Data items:
** begin **

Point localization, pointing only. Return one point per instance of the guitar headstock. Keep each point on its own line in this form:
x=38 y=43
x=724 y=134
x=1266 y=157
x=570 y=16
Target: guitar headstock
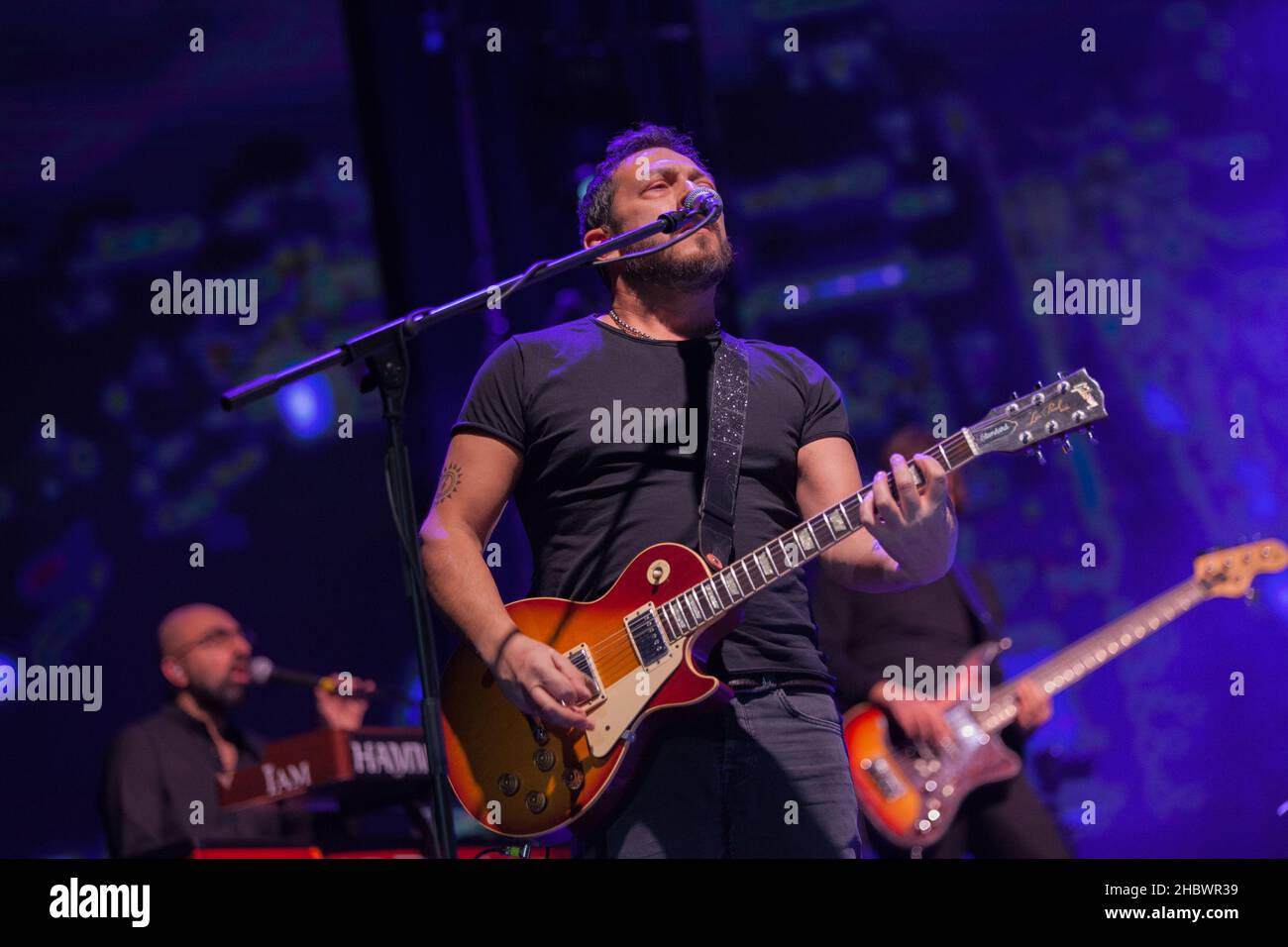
x=1074 y=402
x=1229 y=573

** end **

▶ [Task description] Can you pull every line out of the records above and copy it unchanged, leaving out the pictures?

▶ [Solution to this exercise]
Point localization, pointing only. Return one point per instance of the guitar headstock. Keep each point on its own line in this form:
x=38 y=43
x=724 y=134
x=1266 y=157
x=570 y=16
Target: guitar headstock
x=1074 y=402
x=1229 y=573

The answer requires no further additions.